Article:
start
# HELP! Havanese has HUGE mats!



## moepurple (May 14, 2012)

My Havanese has HUGE mats! There is a huge clump by her booty that won"t come out! I've brushed at her for HOURS! She is 10 months old. My parents are on vacation and I feel horrible, they are so attached to her long beautiful coat. Does she have to get shaved?


----------



## angiern2004 (Apr 24, 2011)

Possibly, depending on how bad the mats are. Don't worry, hair grows. Maybe just the bad matted sections can be trimmed out? 

You came to the right place, we all understand. She may be blowing coat, so there may be many more mats to come. How often is she combed out?


----------



## HavaneseSoon (Nov 4, 2008)

Call your folks. It happens quickly with those mats!


----------



## HavaneseSoon (Nov 4, 2008)

I would slice through the mat, by dragging sharp scissors through then remove


----------



## HavaneseSoon (Nov 4, 2008)

The mat is VERY close to the skin.


----------



## moepurple (May 14, 2012)

She is combed out at least 2-3 times a week. And the mat is so big, if I cut it out she will have a short patch, it will look weird. It covers her entire right booty area, it's sort of above the leg and next to the tail.


----------



## angiern2004 (Apr 24, 2011)

I'm confused, is it your dog or your parents' dog? I agree about calling your parents if it is their dog. What to do about it is really up to them if it is.

Some people regularly trim the heiny for cleanliness. Maybe a groomer can trim it out and make it all blend in, depending on where the mat is.

Are there mats forming anywhere else? If she is blowing coat she'll need combed every day, with a comb, not a brush.
end
Problems to work on:
**A)** List each distinct username that posts in the Havanese mats thread.
**B)** Give the listing, from its first line through the line holding "left=574, top=212, right=603, bottom=225" (both included), as a JSON list of strings with one string per line, leaving out blank lines and the pictures.

Records supplied:
start
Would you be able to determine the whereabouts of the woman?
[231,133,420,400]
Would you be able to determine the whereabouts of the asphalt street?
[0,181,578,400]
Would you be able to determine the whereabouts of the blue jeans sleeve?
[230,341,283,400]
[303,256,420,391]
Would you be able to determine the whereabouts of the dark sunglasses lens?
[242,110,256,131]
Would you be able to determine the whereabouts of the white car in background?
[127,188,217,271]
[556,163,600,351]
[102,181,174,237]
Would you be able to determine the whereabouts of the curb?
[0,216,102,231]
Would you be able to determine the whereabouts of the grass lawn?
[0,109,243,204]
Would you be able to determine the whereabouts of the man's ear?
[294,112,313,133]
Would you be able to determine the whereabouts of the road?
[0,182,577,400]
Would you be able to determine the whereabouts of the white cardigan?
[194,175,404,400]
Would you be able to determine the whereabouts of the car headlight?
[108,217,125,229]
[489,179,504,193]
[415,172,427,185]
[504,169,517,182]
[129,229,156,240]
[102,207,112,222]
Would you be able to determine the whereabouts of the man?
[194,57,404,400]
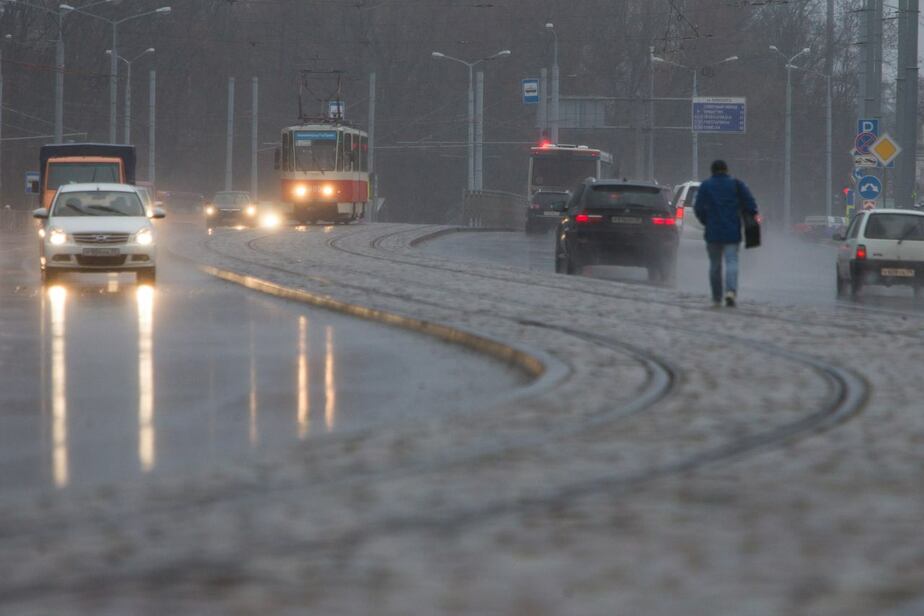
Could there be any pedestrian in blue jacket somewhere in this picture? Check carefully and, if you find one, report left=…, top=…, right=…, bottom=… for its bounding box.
left=693, top=160, right=757, bottom=308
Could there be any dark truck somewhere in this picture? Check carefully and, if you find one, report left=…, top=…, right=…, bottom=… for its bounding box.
left=34, top=143, right=135, bottom=209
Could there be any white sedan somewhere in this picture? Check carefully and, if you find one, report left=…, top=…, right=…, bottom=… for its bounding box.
left=834, top=209, right=924, bottom=297
left=33, top=184, right=164, bottom=283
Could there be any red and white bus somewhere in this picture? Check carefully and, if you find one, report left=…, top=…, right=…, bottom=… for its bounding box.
left=276, top=122, right=369, bottom=223
left=527, top=143, right=615, bottom=195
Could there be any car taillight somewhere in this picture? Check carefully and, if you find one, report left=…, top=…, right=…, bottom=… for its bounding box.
left=651, top=216, right=677, bottom=227
left=574, top=212, right=603, bottom=225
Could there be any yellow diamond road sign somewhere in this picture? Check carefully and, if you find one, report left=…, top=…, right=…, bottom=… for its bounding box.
left=869, top=135, right=902, bottom=167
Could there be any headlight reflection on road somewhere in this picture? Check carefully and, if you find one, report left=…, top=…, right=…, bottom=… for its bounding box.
left=324, top=325, right=337, bottom=432
left=48, top=286, right=70, bottom=488
left=136, top=285, right=157, bottom=472
left=297, top=316, right=311, bottom=440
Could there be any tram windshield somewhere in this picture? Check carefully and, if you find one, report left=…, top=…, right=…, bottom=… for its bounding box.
left=293, top=130, right=337, bottom=171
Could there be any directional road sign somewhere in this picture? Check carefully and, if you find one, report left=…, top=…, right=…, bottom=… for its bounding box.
left=857, top=175, right=882, bottom=200
left=523, top=79, right=539, bottom=105
left=870, top=134, right=902, bottom=167
left=693, top=97, right=747, bottom=134
left=854, top=133, right=878, bottom=154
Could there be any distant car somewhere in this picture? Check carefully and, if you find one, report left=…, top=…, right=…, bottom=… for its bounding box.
left=555, top=179, right=680, bottom=283
left=671, top=182, right=706, bottom=240
left=793, top=216, right=847, bottom=240
left=205, top=190, right=259, bottom=227
left=834, top=209, right=924, bottom=297
left=526, top=190, right=571, bottom=233
left=33, top=184, right=164, bottom=283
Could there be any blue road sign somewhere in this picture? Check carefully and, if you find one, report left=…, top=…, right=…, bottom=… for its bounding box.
left=857, top=175, right=882, bottom=200
left=26, top=171, right=39, bottom=195
left=523, top=79, right=539, bottom=105
left=693, top=97, right=747, bottom=134
left=857, top=118, right=879, bottom=137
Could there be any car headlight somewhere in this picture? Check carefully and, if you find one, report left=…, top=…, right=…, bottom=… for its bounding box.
left=135, top=229, right=154, bottom=246
left=48, top=229, right=67, bottom=246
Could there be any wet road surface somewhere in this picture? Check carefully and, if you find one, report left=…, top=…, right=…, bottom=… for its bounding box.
left=420, top=231, right=924, bottom=314
left=0, top=235, right=522, bottom=496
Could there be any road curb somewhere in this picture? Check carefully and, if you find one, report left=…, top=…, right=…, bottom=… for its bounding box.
left=199, top=264, right=550, bottom=385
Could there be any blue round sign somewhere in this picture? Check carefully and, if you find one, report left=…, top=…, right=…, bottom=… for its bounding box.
left=857, top=175, right=882, bottom=199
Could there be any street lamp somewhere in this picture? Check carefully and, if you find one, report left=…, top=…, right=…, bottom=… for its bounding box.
left=106, top=47, right=154, bottom=144
left=651, top=54, right=739, bottom=180
left=545, top=22, right=561, bottom=143
left=430, top=49, right=510, bottom=192
left=770, top=45, right=812, bottom=231
left=58, top=4, right=173, bottom=143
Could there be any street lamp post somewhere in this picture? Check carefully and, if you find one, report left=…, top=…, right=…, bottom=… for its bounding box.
left=430, top=49, right=510, bottom=192
left=545, top=22, right=561, bottom=143
left=770, top=45, right=808, bottom=231
left=106, top=47, right=154, bottom=144
left=651, top=54, right=738, bottom=179
left=58, top=4, right=172, bottom=143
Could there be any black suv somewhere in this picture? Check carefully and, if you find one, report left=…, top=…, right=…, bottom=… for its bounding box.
left=555, top=178, right=680, bottom=284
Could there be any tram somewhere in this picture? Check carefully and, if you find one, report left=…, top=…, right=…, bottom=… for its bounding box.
left=276, top=119, right=370, bottom=224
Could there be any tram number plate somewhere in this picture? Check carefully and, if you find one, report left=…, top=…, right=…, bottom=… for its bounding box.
left=880, top=267, right=914, bottom=278
left=83, top=248, right=119, bottom=257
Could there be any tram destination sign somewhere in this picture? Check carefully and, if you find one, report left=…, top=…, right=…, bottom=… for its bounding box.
left=693, top=97, right=747, bottom=135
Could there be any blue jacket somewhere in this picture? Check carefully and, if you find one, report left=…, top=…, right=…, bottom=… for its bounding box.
left=693, top=173, right=757, bottom=244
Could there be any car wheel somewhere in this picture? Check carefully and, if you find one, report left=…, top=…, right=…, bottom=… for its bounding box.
left=834, top=269, right=847, bottom=297
left=135, top=267, right=157, bottom=284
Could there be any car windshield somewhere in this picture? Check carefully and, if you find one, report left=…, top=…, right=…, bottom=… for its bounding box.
left=587, top=186, right=669, bottom=210
left=294, top=130, right=337, bottom=171
left=864, top=214, right=924, bottom=242
left=51, top=190, right=145, bottom=217
left=533, top=193, right=569, bottom=207
left=48, top=163, right=121, bottom=190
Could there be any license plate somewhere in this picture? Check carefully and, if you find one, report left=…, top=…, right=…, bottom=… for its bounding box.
end
Task responses:
**A)** moepurple, angiern2004, HavaneseSoon

**B)**
[
  "Would you be able to determine the whereabouts of the woman?",
  "[231,133,420,400]",
  "Would you be able to determine the whereabouts of the asphalt street?",
  "[0,181,578,400]",
  "Would you be able to determine the whereabouts of the blue jeans sleeve?",
  "[230,341,283,400]",
  "[303,256,420,391]",
  "Would you be able to determine the whereabouts of the dark sunglasses lens?",
  "[242,110,256,131]",
  "Would you be able to determine the whereabouts of the white car in background?",
  "[127,188,217,271]",
  "[556,163,600,351]",
  "[102,181,174,237]",
  "Would you be able to determine the whereabouts of the curb?",
  "[0,216,102,231]",
  "Would you be able to determine the whereabouts of the grass lawn?",
  "[0,109,243,204]",
  "Would you be able to determine the whereabouts of the man's ear?",
  "[294,112,313,133]",
  "Would you be able to determine the whereabouts of the road?",
  "[0,182,577,400]",
  "Would you be able to determine the whereabouts of the white cardigan?",
  "[194,175,404,400]",
  "Would you be able to determine the whereabouts of the car headlight?",
  "[108,217,125,229]",
  "[489,179,504,193]",
  "[415,172,427,185]",
  "[504,169,517,182]",
  "[129,229,156,240]",
  "[102,207,112,222]",
  "Would you be able to determine the whereabouts of the man?",
  "[194,57,404,400]",
  "Could there be any pedestrian in blue jacket somewhere in this picture? Check carefully and, if you find one, report left=…, top=…, right=…, bottom=… for its bounding box.",
  "left=693, top=160, right=757, bottom=308",
  "Could there be any dark truck somewhere in this picture? Check carefully and, if you find one, report left=…, top=…, right=…, bottom=… for its bounding box.",
  "left=34, top=143, right=135, bottom=209",
  "Could there be any white sedan somewhere in this picture? Check carefully and, if you find one, report left=…, top=…, right=…, bottom=… for its bounding box.",
  "left=834, top=209, right=924, bottom=297",
  "left=33, top=184, right=164, bottom=283",
  "Could there be any red and white bus somewhere in this picture? Check carefully and, if you find one, report left=…, top=…, right=…, bottom=… for its bounding box.",
  "left=276, top=122, right=369, bottom=223",
  "left=527, top=143, right=615, bottom=195",
  "Could there be any car taillight somewhere in this picture? Check carefully and, if you find one, report left=…, top=…, right=…, bottom=… for its bounding box.",
  "left=651, top=216, right=677, bottom=227",
  "left=574, top=212, right=603, bottom=225"
]